- TASK TO CARRY OUT:
Each record is to be copied exactly as written.

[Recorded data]
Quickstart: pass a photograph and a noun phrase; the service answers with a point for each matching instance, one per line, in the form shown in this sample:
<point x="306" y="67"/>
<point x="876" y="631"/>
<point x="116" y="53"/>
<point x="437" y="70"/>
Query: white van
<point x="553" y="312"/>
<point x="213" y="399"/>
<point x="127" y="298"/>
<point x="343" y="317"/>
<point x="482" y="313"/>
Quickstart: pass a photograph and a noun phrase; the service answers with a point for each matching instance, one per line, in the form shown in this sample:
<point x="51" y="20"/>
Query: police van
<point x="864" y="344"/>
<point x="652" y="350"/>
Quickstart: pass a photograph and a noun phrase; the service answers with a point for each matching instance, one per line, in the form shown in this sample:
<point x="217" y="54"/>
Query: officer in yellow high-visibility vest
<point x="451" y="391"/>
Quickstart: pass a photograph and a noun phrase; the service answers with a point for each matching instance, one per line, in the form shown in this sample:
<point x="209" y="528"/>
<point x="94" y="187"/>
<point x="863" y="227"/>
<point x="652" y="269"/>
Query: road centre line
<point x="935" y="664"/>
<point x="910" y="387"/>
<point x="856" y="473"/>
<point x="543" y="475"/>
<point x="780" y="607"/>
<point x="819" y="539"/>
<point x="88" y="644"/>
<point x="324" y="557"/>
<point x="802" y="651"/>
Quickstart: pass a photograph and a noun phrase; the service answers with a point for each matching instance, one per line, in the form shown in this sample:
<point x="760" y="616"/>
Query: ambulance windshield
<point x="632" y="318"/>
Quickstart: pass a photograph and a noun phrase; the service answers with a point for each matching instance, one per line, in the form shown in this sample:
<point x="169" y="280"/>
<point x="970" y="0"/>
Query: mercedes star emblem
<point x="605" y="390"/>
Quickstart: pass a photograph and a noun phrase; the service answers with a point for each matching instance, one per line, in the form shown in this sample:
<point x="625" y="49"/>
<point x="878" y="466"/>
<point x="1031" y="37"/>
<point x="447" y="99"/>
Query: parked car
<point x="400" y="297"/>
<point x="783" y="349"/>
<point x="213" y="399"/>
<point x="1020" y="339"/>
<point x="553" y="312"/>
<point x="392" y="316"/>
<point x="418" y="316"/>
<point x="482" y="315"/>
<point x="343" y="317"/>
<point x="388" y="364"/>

- ANSWER BOX:
Quickstart: pass a photograph and a noun phrase; the service answers with a point for each matching instance, one per line, in the form shown in this sample:
<point x="306" y="67"/>
<point x="876" y="631"/>
<point x="116" y="53"/>
<point x="437" y="70"/>
Query: white van
<point x="553" y="312"/>
<point x="213" y="399"/>
<point x="127" y="298"/>
<point x="343" y="317"/>
<point x="482" y="313"/>
Quickstart: pass a photograph and a noun phrase; the service answers with a point for each matching instance, one per line, in the form shown in this sample:
<point x="51" y="20"/>
Query: police van
<point x="864" y="344"/>
<point x="652" y="350"/>
Quickstart: pass a photograph and a noun phrase; the service answers with a point for each matching instance, one per line, in the form shown in this sample:
<point x="217" y="54"/>
Query: officer in yellow high-visibility vest
<point x="451" y="391"/>
Quickstart: pass a photograph and a noun phrase; the service answers with a point for each matching instance, one per line, in the form shown in this sample:
<point x="209" y="528"/>
<point x="94" y="187"/>
<point x="863" y="227"/>
<point x="652" y="269"/>
Query: road centre line
<point x="935" y="664"/>
<point x="910" y="387"/>
<point x="856" y="473"/>
<point x="543" y="475"/>
<point x="780" y="607"/>
<point x="819" y="539"/>
<point x="88" y="644"/>
<point x="324" y="557"/>
<point x="802" y="651"/>
Quickstart: pass a photograph and a noun phrase; the service answers with a point for each matching instance, one per line, in the form shown in this sample:
<point x="760" y="616"/>
Query: ambulance windshield
<point x="632" y="318"/>
Quickstart: pass a photograph and a noun phrase; the service answers with a point for each matching instance, one per line, in the form shown in this sample:
<point x="169" y="280"/>
<point x="970" y="0"/>
Query: mercedes star emblem
<point x="605" y="390"/>
Quickstart: pass a photograph and a noun phrase; the service answers with a point for each matching instance, one per line, in the form shown in this sample:
<point x="625" y="49"/>
<point x="878" y="466"/>
<point x="1031" y="37"/>
<point x="447" y="99"/>
Query: parked car
<point x="400" y="297"/>
<point x="783" y="349"/>
<point x="213" y="399"/>
<point x="1020" y="339"/>
<point x="553" y="312"/>
<point x="392" y="316"/>
<point x="418" y="316"/>
<point x="482" y="315"/>
<point x="343" y="317"/>
<point x="388" y="364"/>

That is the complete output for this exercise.